### Passage

::::::::::

In the same vein, the lack of support from one’s parents causes many students to take on jobs they depend on to pay their bills. The long hours they often work don’t leave much room for anything, which includes not only studying, but networking.
“Networking was limited to office hours and connecting with professors in class,” Nicole said. “It was difficult simply because I had no time, money was my priority.”
Similarly, low-income students struggle to fit career-building opportunities — like unpaid internships — into their paycheck-to-paycheck lifestyle. If you can’t pay to live, you won’t make it to graduation, much less to a job in that field.
“If you are supporting yourself and need to be paid, finding a research position suddenly gets a lot harder,” Chrystina said of her experience applying for positions that would help her get into medical school. “It is very hard to justify devoting a lot of time to extracurriculars when that time could be spent working and earning money to help out your family.”
With the amount of academic and financial stress these students endure, you’d think the social aspect of college would be a welcome change. In between the long hours at a necessary job and the pressures of doing well in a competitive atmosphere, there has to be an hour or two to get out and about in Ann Arbor. There are dozens of restaurants to choose from, two movie theaters downtown, popular clothing stores within walking distance, clubs that are accessible to the 18+ crowd, and bars that welcome the 21+ students.
There’s one problem with these kinds of activities: all of them cost money, the one thing that low-income students can’t really spare. “I feel pressured to go have fun with my friends, but I can’t always keep up with them,” Nicole said. “Partying is another issue. It’s hard to go out every weekend because of bar cover charges and then paying for alcohol on top of that.”
Chrystina experiences a similar kind of social exclusion: “When my friends made frequent trips to the mall or expensive shops along State and Main, I always made an excuse for why I couldn’t go that time. Going and not buying anything was of course an option, which I did on many occasions, but it really just highlighted how different I was from my friends.”
With these issues, it’s not difficult to see why many low-income kids don’t make it into college or drop out midway through. This is especially true in a school like Michigan, where the housing is overpriced, Greek life is expensive and prevalent, internships are made to seem like a necessity, extracurricular activities are seen as essential, and socialization largely depends upon how much you can spend.
The emphasis put on networking via internships and other activities sets a bar that is simply out of reach for a low-income student. Financial aid allows them to pay for rent and groceries if they’re lucky, but does not pay for gas money, medical or car insurance, a phone bill, books that can cost upwards of $500, or any unforeseen expenses. I don’t know anyone low-income who has an extra $700 laying around to pay the security deposit of an apartment they won’t be given aid for until the next school year.
So what can be done? Middle-class students aren’t given enough aid as it is, and state funding for the University of Michigan is at an all-time low. Should scholarships for life expenses be created for students who receive no help from their family and rely on aid to get them through the school year? Should there be a university fund that helps students pay for medical expenses that prevent their academic success when they are unable to pay themselves? Where would this money come from? These questions remain unanswered for now, but raising them in the first place is an important step. Only by bringing this problem to light can we begin to move towards a Umich where there are no students floundering without hope of a financial life preserver.

::::::::::

### Check your understanding
[1] Set down, word for word, the part of the passage on low-income students at Michigan that opens with the words containing "The emphasis put" and closes with "next school year.".
[2] In the passage on low-income students at Michigan, how much can books cost?

::::::::::

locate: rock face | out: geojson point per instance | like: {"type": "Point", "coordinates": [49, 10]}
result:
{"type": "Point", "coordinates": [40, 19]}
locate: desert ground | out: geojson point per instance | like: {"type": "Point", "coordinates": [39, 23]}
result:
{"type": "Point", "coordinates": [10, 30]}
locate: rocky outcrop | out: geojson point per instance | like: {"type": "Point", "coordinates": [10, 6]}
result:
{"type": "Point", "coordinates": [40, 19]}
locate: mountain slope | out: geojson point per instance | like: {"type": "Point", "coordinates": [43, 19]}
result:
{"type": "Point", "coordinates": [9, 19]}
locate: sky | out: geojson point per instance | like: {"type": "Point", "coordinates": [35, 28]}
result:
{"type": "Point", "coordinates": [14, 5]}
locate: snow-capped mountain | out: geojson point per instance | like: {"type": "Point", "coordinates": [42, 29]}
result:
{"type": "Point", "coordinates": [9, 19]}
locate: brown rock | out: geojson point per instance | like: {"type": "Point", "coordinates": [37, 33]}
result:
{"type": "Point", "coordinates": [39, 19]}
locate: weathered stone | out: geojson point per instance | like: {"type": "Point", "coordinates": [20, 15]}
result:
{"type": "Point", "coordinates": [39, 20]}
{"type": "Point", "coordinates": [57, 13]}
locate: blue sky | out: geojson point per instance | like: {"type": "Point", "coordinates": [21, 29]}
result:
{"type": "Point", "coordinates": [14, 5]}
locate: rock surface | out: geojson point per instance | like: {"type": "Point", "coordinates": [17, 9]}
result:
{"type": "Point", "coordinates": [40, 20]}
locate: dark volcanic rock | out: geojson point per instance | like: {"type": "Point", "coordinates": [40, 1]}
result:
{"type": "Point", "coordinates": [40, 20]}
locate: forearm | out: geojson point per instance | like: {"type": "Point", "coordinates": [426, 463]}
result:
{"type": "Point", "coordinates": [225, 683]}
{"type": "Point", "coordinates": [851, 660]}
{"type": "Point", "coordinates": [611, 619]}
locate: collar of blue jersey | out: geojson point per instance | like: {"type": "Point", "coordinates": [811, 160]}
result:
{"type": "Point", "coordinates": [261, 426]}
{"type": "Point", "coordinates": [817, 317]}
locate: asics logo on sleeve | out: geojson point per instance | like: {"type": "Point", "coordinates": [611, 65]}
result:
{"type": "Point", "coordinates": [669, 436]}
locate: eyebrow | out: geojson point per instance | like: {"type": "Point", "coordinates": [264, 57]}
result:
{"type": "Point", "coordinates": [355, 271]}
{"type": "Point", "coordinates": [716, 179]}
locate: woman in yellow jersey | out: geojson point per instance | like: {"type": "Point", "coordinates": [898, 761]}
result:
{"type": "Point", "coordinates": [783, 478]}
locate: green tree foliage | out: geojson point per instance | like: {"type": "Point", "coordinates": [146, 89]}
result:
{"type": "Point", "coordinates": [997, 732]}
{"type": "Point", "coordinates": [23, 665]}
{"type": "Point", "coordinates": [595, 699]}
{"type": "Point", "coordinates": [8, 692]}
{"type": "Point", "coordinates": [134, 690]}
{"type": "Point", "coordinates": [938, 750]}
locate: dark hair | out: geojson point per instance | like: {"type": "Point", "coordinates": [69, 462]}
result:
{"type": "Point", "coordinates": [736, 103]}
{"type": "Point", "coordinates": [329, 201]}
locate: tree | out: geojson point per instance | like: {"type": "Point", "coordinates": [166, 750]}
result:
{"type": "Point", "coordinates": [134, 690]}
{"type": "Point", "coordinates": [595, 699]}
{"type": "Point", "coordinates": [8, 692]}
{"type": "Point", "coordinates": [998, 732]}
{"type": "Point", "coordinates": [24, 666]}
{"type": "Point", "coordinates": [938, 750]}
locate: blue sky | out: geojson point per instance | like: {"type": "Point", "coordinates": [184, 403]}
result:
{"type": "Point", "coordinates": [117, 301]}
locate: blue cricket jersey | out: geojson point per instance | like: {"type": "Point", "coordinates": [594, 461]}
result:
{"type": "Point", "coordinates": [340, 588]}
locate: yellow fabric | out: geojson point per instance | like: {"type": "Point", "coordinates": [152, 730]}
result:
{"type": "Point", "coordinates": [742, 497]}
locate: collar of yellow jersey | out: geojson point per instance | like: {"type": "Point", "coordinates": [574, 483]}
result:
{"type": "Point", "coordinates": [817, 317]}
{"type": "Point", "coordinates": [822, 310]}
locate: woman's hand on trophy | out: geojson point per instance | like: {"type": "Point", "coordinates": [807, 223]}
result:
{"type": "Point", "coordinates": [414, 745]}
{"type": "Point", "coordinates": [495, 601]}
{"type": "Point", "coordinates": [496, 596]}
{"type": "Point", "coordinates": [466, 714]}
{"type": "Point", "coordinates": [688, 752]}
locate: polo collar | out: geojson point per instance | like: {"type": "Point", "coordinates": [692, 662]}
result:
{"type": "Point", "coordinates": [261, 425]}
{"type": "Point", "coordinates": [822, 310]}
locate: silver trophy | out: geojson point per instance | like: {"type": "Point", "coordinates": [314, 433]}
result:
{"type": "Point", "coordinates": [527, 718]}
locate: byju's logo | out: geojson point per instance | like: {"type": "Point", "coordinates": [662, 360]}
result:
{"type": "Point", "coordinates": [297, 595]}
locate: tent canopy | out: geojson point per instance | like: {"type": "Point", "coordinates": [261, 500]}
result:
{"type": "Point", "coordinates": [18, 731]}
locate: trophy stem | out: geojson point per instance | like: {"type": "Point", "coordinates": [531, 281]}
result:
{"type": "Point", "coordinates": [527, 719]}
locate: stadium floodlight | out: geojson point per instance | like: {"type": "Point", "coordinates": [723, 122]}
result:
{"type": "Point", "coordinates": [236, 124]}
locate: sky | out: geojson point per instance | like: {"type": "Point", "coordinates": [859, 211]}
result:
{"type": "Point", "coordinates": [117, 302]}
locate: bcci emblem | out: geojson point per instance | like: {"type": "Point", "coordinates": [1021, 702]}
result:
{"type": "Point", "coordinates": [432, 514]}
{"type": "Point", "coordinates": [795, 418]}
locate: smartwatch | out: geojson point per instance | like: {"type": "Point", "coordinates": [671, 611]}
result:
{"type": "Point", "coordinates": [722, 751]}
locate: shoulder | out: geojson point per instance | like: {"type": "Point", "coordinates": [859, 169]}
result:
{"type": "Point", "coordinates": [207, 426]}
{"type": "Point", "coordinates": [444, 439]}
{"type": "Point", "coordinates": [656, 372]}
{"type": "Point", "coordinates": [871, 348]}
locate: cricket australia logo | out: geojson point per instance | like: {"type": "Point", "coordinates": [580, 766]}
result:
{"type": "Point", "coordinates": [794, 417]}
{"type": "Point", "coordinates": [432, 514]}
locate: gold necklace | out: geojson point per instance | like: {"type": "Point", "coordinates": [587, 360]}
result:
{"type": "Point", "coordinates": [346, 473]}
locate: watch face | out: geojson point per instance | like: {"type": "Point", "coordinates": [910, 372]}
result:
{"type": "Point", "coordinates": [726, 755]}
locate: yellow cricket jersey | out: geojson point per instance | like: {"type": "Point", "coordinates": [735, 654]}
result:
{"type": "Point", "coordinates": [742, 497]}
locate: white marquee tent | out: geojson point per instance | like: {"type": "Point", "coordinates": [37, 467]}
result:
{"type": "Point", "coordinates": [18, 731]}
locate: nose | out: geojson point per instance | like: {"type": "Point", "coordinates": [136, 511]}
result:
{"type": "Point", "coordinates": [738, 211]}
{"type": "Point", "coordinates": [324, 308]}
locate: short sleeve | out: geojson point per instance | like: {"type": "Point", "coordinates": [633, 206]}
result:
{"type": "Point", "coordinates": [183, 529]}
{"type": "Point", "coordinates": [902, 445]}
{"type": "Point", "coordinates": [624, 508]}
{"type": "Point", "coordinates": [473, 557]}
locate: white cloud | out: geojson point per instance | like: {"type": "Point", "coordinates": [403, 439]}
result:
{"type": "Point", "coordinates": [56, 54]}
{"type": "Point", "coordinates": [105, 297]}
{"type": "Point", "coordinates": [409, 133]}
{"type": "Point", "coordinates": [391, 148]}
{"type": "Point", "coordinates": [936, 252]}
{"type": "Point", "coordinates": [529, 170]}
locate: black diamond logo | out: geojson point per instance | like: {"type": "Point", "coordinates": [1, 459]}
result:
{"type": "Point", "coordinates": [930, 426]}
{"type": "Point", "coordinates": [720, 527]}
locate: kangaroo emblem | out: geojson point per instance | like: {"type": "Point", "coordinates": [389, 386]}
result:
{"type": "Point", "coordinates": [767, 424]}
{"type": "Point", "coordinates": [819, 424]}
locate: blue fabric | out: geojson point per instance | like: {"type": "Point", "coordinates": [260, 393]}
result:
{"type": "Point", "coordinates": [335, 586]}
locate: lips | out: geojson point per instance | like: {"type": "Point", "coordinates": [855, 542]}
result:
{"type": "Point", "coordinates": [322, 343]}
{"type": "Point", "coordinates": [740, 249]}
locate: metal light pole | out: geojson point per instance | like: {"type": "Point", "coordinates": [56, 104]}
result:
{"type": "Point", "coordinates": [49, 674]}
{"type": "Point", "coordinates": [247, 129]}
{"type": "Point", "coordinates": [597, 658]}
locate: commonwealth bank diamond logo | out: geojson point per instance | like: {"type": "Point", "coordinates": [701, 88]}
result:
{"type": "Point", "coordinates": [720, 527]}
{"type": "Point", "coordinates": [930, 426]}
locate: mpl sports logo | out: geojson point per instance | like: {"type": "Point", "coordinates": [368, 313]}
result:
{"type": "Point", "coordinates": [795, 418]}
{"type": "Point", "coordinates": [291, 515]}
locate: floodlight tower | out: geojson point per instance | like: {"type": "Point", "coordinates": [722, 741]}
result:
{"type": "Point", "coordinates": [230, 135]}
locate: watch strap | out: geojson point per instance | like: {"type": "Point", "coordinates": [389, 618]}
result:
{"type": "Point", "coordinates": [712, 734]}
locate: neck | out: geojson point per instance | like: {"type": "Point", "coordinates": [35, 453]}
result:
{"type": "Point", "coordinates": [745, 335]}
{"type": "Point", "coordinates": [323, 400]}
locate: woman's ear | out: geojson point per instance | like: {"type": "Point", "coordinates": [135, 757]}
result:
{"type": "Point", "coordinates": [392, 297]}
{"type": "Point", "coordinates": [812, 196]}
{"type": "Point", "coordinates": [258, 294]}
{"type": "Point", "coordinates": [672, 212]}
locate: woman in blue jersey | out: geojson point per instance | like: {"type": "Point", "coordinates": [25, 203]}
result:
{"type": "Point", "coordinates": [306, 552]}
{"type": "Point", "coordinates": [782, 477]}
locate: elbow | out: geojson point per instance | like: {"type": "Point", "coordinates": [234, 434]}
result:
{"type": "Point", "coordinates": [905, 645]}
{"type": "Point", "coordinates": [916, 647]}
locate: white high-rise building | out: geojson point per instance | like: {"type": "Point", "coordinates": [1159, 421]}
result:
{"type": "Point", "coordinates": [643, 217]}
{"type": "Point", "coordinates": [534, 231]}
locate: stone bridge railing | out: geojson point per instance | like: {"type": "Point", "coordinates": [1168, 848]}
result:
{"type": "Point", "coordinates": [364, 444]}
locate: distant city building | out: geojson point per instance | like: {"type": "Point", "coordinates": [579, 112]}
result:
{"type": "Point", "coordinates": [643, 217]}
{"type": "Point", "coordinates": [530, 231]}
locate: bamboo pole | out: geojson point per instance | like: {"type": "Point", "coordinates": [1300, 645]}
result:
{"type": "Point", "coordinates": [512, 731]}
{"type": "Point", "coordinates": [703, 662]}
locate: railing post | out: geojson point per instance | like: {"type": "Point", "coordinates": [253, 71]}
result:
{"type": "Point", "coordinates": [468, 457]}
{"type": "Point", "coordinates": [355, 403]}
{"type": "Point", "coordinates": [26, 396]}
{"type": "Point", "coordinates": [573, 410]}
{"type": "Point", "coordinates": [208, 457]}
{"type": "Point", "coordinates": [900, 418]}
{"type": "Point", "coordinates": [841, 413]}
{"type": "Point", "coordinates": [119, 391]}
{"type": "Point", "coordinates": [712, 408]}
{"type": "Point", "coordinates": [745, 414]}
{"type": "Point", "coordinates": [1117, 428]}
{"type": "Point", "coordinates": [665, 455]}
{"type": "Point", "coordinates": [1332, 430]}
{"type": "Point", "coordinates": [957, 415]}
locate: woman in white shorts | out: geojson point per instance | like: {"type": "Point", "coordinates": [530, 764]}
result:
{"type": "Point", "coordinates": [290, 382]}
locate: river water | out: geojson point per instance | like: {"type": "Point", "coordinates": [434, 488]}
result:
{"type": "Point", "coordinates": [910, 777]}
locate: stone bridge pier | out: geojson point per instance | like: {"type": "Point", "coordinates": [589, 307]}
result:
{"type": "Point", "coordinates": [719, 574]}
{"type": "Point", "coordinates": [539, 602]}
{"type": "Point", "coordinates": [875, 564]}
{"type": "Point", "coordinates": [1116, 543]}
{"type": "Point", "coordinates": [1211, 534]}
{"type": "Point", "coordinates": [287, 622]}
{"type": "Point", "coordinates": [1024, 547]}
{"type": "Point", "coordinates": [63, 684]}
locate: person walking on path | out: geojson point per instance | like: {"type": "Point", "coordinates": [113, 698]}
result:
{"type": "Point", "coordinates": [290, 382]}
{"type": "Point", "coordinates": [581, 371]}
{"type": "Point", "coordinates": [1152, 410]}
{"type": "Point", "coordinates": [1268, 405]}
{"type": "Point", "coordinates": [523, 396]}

::::::::::

### Results of the exercise
[1]
The emphasis put on networking via internships and other activities sets a bar that is simply out of reach for a low-income student. Financial aid allows them to pay for rent and groceries if they’re lucky, but does not pay for gas money, medical or car insurance, a phone bill, books that can cost upwards of $500, or any unforeseen expenses. I don’t know anyone low-income who has an extra $700 laying around to pay the security deposit of an apartment they won’t be given aid for until the next school year.

[2] Upwards of $500.